▸ OBJECTIVE:
Use the third-quarter update to answer these:
1. What is the current production from the assets acquired in the asset exchange?
2. What total is year-end debt for 2016 expected to reach?
3. How many wells were drilled in the third quarter?

━━━ SOURCE DOCUMENT

Subsequent to the third quarter, we closed our previously announced strategic asset exchange whereby we acquired liquids rich natural gas assets in our core regions in exchange for non-core assets in British Columbia. Current production from the assets we acquired in this transaction is 6,900 boe per day. We have begun consolidating and optimizing production and forecast spending approximately $7 million enhancing the operating efficiencies of the acquired assets this year. The cashless transaction will result in an incremental 8,500 boe per day of production in our core areas and $38 million of funds from operations forecasted for 2017. In addition and subsequent to the quarter, we have agreements to divest of approximately 2,900 boe per day of assets for total proceeds of approximately $118 million. These transactions are expected to close in December.

With current production at 71,000 boe per day, we anticipate 2016 production to average approximately 68,500 boe per day and capital expenditures, net of A&D, to be zero for the year. We are forecasting to generate funds from operations of approximately $265 million resulting in our year-end debt for 2016 totaling $882 million down from $1.3 billion at year-end 2015. Clearly, 2016 has been a year of distinct and successful transition to a position of greater balance sheet flexibility and hence, greater opportunity as we enter 2017.

Operational and financial accomplishments for the third quarter of 2016 include:

  • Reduced third quarter operating costs to $5.31 per boe and cash costs to $9.25 per boe, representing improvements of 19% and 14% respectively, over the same period in 2015;
  • Executed an E&D capital spending program of $32.1 million, being 48% of funds from operations generated in the quarter and a 64% reduction relative to the same period in 2015;
  • Divested of approximately 1,250 boe per day (inclusive of acquisitions) of non-core, cost intensive assets, resulting net A&D proceeds for the quarter totaling $55.3 million. Our focus on non-core asset dispositions over the past year has resulted in an 18% decrease in our gross total well count, a 13% reduction in our inactive well count and a 32% reduction in our abandoned well count;
  • Drilled seven (6.6 net) wells and produced 64,160 boe per day in the third quarter. Unfortunately, weather restricted our ability to drill and complete all wells planned for the quarter;
  • Generated funds from operations of $66.8 million ($0.26 per share) equal to $11.32 per boe which represents a 17% increase over the previous quarter on a per unit basis;
  • Repaid $80.1 million of debt net of total expenditures and dividend commitment;
  • Monetized $48.1 million of foreign exchange contracts, proceeds were used for additional debt repayment;
  • Enhanced our commodity hedge portfolio resulting in:
    • 208,478 gjs per day of natural gas hedged at an average floor price of $3.19 per gj at AECO for the fourth quarter of 2016;
    • 3,500 bbls per day of oil hedged at an average floor price of CDN$76.90 per bbl WTI for the fourth quarter of 2016; and
    • In addition, for 2017 we have 224,546 gjs per day of natural gas, 3,248 boe per day of oil, 2,123 boe per day of propane and 1,749 boe per day of Butane hedged.

━━━━━━
━━━ PROVIDED DATA

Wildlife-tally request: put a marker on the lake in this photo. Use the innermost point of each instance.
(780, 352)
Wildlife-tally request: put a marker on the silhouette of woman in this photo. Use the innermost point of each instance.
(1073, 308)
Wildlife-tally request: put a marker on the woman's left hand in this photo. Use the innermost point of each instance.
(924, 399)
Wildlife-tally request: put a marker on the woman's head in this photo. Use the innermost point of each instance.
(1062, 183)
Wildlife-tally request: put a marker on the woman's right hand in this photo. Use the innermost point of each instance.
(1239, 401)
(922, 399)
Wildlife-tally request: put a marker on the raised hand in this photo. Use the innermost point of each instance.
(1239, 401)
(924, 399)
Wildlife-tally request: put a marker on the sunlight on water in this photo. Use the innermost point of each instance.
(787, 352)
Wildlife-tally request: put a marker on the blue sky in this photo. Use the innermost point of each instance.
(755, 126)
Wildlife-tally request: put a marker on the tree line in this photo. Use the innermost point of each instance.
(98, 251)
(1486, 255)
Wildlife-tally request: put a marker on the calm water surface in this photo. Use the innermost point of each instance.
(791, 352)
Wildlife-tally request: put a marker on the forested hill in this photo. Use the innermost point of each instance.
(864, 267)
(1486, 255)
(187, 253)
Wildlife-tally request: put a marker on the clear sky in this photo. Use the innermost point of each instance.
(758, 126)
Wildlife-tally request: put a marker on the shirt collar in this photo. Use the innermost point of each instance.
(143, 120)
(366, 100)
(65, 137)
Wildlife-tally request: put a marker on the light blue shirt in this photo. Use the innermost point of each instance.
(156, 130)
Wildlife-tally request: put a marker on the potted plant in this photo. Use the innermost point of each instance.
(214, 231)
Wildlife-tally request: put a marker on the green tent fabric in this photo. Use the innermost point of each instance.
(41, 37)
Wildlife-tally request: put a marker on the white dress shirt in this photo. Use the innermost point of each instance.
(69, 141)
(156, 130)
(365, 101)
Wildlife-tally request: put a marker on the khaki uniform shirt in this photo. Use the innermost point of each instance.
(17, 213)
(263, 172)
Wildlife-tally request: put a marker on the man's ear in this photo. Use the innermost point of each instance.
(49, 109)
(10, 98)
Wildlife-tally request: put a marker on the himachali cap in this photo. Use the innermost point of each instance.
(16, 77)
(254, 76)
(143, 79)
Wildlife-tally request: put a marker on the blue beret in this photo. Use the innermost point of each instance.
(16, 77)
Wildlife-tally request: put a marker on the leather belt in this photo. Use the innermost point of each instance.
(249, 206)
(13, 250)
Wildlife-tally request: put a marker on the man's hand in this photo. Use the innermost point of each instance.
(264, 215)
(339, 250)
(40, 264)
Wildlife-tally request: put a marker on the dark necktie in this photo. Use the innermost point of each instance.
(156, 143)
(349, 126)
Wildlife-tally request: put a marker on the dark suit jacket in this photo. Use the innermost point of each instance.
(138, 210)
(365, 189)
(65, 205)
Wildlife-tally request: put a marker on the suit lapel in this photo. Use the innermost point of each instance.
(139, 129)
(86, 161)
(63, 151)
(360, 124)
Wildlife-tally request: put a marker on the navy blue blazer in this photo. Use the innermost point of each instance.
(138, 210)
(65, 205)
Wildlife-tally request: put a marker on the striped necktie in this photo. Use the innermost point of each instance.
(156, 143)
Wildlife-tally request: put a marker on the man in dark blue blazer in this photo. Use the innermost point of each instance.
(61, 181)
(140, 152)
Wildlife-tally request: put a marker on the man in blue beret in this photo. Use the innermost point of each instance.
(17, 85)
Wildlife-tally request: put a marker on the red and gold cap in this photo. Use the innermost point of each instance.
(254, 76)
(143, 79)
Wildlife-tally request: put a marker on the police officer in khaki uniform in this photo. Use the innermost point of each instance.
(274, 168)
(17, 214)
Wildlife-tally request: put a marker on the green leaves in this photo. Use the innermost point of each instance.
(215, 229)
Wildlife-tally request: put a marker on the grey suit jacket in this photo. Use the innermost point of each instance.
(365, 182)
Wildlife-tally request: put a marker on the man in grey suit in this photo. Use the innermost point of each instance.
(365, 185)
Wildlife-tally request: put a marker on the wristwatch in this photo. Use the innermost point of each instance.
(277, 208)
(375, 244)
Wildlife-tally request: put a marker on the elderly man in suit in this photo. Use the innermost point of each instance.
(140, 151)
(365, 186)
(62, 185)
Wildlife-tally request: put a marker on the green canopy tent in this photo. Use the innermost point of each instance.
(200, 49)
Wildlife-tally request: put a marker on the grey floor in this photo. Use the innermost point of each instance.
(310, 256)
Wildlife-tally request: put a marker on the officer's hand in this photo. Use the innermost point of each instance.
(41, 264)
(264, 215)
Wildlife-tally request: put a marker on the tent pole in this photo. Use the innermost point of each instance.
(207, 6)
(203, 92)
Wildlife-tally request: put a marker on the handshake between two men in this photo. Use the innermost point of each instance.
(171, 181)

━━━━━━

▸ SOLUTION TO THIS PROBLEM:
1. 6,900 boe per day
2. $882 million
3. Seven (6.6 net)